* SHORT PROBLEM *
Lay out the rows below as a numbered list, omitting any blank lines.

============

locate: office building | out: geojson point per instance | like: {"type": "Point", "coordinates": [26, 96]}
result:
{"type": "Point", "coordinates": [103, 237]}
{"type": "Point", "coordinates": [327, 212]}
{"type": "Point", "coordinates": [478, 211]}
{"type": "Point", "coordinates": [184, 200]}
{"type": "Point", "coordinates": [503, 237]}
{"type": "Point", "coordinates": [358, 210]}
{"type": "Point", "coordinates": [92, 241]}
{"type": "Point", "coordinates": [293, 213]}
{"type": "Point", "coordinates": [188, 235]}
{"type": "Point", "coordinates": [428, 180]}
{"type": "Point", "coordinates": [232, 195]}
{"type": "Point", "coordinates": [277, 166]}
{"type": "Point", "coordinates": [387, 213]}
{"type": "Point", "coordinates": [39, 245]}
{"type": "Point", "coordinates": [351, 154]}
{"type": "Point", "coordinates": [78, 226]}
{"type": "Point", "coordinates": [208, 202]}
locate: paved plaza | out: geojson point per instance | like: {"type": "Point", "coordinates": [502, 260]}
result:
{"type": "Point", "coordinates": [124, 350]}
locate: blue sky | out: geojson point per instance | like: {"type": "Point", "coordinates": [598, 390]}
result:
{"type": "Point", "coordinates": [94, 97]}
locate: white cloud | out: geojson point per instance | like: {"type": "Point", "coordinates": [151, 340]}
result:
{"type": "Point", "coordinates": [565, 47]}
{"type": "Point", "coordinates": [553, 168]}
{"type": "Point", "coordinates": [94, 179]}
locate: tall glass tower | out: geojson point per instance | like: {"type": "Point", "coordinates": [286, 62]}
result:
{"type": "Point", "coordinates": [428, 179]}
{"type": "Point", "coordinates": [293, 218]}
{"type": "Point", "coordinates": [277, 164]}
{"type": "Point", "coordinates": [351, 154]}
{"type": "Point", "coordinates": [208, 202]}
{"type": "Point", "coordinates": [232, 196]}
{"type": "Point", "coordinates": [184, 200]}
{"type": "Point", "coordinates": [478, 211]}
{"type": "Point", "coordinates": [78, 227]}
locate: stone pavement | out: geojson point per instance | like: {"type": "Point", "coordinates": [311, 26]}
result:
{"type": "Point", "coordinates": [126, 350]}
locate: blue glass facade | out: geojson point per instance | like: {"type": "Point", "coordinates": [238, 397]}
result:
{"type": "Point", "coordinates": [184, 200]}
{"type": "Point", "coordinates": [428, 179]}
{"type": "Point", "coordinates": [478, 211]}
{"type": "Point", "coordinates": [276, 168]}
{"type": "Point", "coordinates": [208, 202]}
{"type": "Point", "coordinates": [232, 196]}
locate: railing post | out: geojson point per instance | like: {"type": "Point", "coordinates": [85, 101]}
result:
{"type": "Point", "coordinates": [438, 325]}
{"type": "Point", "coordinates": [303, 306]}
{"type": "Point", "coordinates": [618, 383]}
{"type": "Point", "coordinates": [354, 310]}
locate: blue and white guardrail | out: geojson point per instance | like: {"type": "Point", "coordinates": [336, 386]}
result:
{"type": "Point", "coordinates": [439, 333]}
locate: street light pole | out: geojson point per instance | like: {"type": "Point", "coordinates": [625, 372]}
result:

============

* RESPONSE TO THIS EXERCISE *
1. locate: office building | out: geojson point per instance | like: {"type": "Point", "coordinates": [26, 96]}
2. result:
3. {"type": "Point", "coordinates": [103, 237]}
4. {"type": "Point", "coordinates": [327, 212]}
5. {"type": "Point", "coordinates": [478, 211]}
6. {"type": "Point", "coordinates": [184, 200]}
7. {"type": "Point", "coordinates": [503, 237]}
8. {"type": "Point", "coordinates": [358, 210]}
9. {"type": "Point", "coordinates": [92, 241]}
10. {"type": "Point", "coordinates": [293, 213]}
11. {"type": "Point", "coordinates": [188, 235]}
12. {"type": "Point", "coordinates": [428, 180]}
13. {"type": "Point", "coordinates": [232, 195]}
14. {"type": "Point", "coordinates": [277, 166]}
15. {"type": "Point", "coordinates": [387, 213]}
16. {"type": "Point", "coordinates": [39, 245]}
17. {"type": "Point", "coordinates": [351, 154]}
18. {"type": "Point", "coordinates": [78, 226]}
19. {"type": "Point", "coordinates": [208, 202]}
20. locate: paved plaza | out: geojson point per instance | like: {"type": "Point", "coordinates": [502, 260]}
21. result:
22. {"type": "Point", "coordinates": [124, 350]}
23. locate: blue sky | out: geojson point per instance | like: {"type": "Point", "coordinates": [598, 390]}
24. result:
25. {"type": "Point", "coordinates": [94, 97]}
26. locate: white cloud | out: geojson point per instance | like: {"type": "Point", "coordinates": [151, 340]}
27. result:
28. {"type": "Point", "coordinates": [565, 47]}
29. {"type": "Point", "coordinates": [553, 168]}
30. {"type": "Point", "coordinates": [94, 179]}
31. locate: tall glass tower | out: geojson point per instance | like: {"type": "Point", "coordinates": [286, 62]}
32. result:
33. {"type": "Point", "coordinates": [428, 179]}
34. {"type": "Point", "coordinates": [293, 218]}
35. {"type": "Point", "coordinates": [277, 164]}
36. {"type": "Point", "coordinates": [351, 154]}
37. {"type": "Point", "coordinates": [208, 202]}
38. {"type": "Point", "coordinates": [232, 196]}
39. {"type": "Point", "coordinates": [184, 200]}
40. {"type": "Point", "coordinates": [478, 211]}
41. {"type": "Point", "coordinates": [78, 227]}
42. locate: stone pavement | out: geojson point per instance | like: {"type": "Point", "coordinates": [311, 26]}
43. result:
44. {"type": "Point", "coordinates": [126, 350]}
45. locate: blue glass facade | out: geojson point per instance | like: {"type": "Point", "coordinates": [238, 397]}
46. result:
47. {"type": "Point", "coordinates": [184, 200]}
48. {"type": "Point", "coordinates": [428, 179]}
49. {"type": "Point", "coordinates": [478, 211]}
50. {"type": "Point", "coordinates": [276, 168]}
51. {"type": "Point", "coordinates": [208, 202]}
52. {"type": "Point", "coordinates": [232, 196]}
53. locate: railing post | out: geojson point per instance | like: {"type": "Point", "coordinates": [85, 101]}
54. result:
55. {"type": "Point", "coordinates": [438, 325]}
56. {"type": "Point", "coordinates": [303, 306]}
57. {"type": "Point", "coordinates": [618, 383]}
58. {"type": "Point", "coordinates": [354, 310]}
59. locate: blue and white guardrail | out: geojson point per instance | like: {"type": "Point", "coordinates": [336, 386]}
60. result:
61. {"type": "Point", "coordinates": [439, 333]}
62. locate: street light pole | out: geojson point per instance | like: {"type": "Point", "coordinates": [625, 372]}
63. result:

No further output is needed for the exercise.